1. A transmissão de todas as ordens é feita por
determinado sacramento e os sacramentos da Igreja são dispensados pelos
ministros da Igreja. Por isso, é preciso haver na Igreja um poder de ministério
mais elevado que confira o sacramento da Ordem. Esse poder é o poder episcopal.
Embora, quanto à consagração do Corpo de Cristo ele não exceda o poder
sacerdotal, contudo o excede naquilo que é atinente aos fiéis. Ora, o próprio
poder sacerdotal deriva do episcopal, e tudo que de árduo se deva fazer em
relação ao povo é reservado aos bispos, e também é pela autoridade deles que os
sacerdotes podem fazer o que lhes é confiado. Por isso, os sacerdotes, nas suas
tarefas, usam de coisas consagradas pelos bispos. Assim é que, por exemplo, na
consagração da Eucaristia usam o cálice, o altar e a pala consagrada pelo
bispo. Assim, pois, fica demonstrado que o auge do regime do povo fiel pertence
à dignidade episcopal.
2. É manifesto que o povo está distribuído pelas
dioceses e cidades, mas como só há uma Igreja, também só há um povo cristão. E
assim como para determinado povo de uma igreja se requer um bispo, também para
todo o povo cristão se requer um bispo que seja a cabeça de toda a Igreja.
3. Além disso, exige a unidade da Igreja que todos
os fiéis sejam concordes na fé. Ora, nas coisas da fé, acontece que devem ser
solucionadas dúvidas, mas a Igreja se dividiria por causa da diversidade de
sentenças, a não ser que seja conservada na unidade pela sentença de um só. Por
conseguinte, para a conservação da unidade da Igreja é exigido que um só
presida toda a Igreja. Ora, é manifesto que Cristo não desampara a Igreja nas
questões necessárias, pois ele a amou, por ela derramou o seu sangue, e também
porque incluindo a Sinagoga, o Senhor disse: “Que mais poderia fazer pela minha
vinha que não fiz?” (Is V, 4). Logo, não se deve duvidar que por ordem de
Cristo um só preside toda a Igreja.
4. Além disso, não há dúvida alguma de que o regime
da Igreja é otimamente ordenado, por ser disposto por aquele por quem “os reis
reinam e os juízes distribuem a justiça” (Pr VIII, 15). É ótimo o regime
político quando o povo é governado por um só, e isto se depreende da finalidade
do regime político que é a paz, pois a paz e a união dos súditos é a finalidade
da ação dos governantes. Ora, um só consegue melhor a paz do que muitos. Por
isso, o regime da Igreja foi disposto de modo que um só presida toda a
Igreja.
5. Além disso, a Igreja militante vem da triunfante
e a ela se assemelha. Por isso, diz João: “Vi a Jerusalém vindo do céu” (Ap
XXI, 2). Foi também dito a Moisés que tudo fizesse “segundo o exemplar que lhe
fora mostrado no monte” (Ex XXV, 40). Ora, um só Deus preside a Igreja
triunfante, ele que também preside todo o universo, pois está escrito: “Eles
serão o seu povo e o mesmo Deus estará com eles” (Ap XXI, 3). Por isso,
também um só preside a Igreja em tudo. Daí Oséias dizer: “Unir-se-ão
juntamente os filhos de Judá e de Israel, e estabelecerão uma só cabeça” (Os I,
11). E disse também o Senhor: “Haverá um só rebanho e um só pastor” (Jo X, 16).

◆ TAREFAS A REALIZAR:
(a) Por favor, indique se cada afirmação concorda com o texto sobre o governo da Igreja, respondendo sim ou não e citando as palavras do texto que decidem: (i) o poder episcopal excede o sacerdotal quanto à consagração do Corpo de Cristo; (ii) na consagração da Eucaristia, os sacerdotes usam o cálice, o altar e a pala consagrada pelo bispo; (iii) a finalidade do regime político é a paz.
(b) Retome o texto sobre o governo da Igreja e dê continuidade a ele a partir do ponto em que termina.
As linhas abaixo são material independente do texto sobre o governo da Igreja.

◆ BLOCO DE DADOS:

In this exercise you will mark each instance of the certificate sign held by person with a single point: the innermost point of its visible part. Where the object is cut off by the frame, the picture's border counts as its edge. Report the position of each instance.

◆ EM RESPOSTA:
(a)
(i) Não: "quanto à consagração do Corpo de Cristo ele não exceda o poder sacerdotal".
(ii) Sim: "na consagração da Eucaristia usam o cálice, o altar e a pala consagrada pelo bispo".
(iii) Sim: "do regime político que é a paz".

(b)
6. Se alguém, porém, disser que Cristo é a única
cabeça e o único pastor, ele que é o único esposo de uma só Igreja, não se
expressa suficientemente. É evidente que Cristo perfaz todos os sacramentos da
Igreja: ele batiza, ele perdoa os pecados, ele é o verdadeiro sacerdote que se
ofereceu no altar da Cruz, em virtude da qual o seu Corpo é diariamente
consagrado no altar. No entanto, como no futuro não estaria corporalmente
presente aos fiéis, escolheu os ministros pelos quais dispensaria os
sacramentos àqueles (...). E assim, pelo mesmo motivo de haver de retirar a sua
presença corpórea da Igreja, foi conveniente que confiasse a alguém o governo
da Igreja universal e que este a governasse em seu lugar. E foi justamente a
isso que se referiu quando, antes da Ascensão, disse a Pedro: “Apascenta
as minhas ovelhas” (Jo XXI, 17); e antes da Paixão: “Tu, uma vez convertido,
confirma os teus irmãos” (Lc XXII, 32). E só a Pedro prometeu: “Dar-te-ei as
chaves do reino dos céus” (Mt XVI, 19). Tudo isso foi dito para mostrar que
o poder das chaves deverá ser transferido dele para os outros, para a
conservação da unidade da Igreja.
7. Porém, não se pode dizer que, embora tenha dado
essa dignidade a Pedro, ela não se estendesse aos outros. Ora, Cristo instituiu
a Igreja para que ela dure até os fins dos tempos, segundo se lê: “Sobre o
trono de Davi e sobre o seu reino assentar-se-á, para firmá-lo e consolidá-lo
no direito e na justiça, desde então e para sempre” (Is IX, 7). Disso se
depreende que constituiu ministros seus os que então viviam, para que, em vista
da utilidade da Igreja, o poder fosse transmitido aos pósteros até o fim dos
séculos, até porque também dissera: “Eis que estarei convosco até a consumação
dos séculos” (Mt XXVIII, 20).
8. Pelo exposto acima fica refutado o erro
presunçoso de alguns que procuram eximir-se da obediência e da submissão a
Pedro, não reconhecendo o Romano Pontífice como sucessor de Pedro e como Pastor
da Igreja Universal.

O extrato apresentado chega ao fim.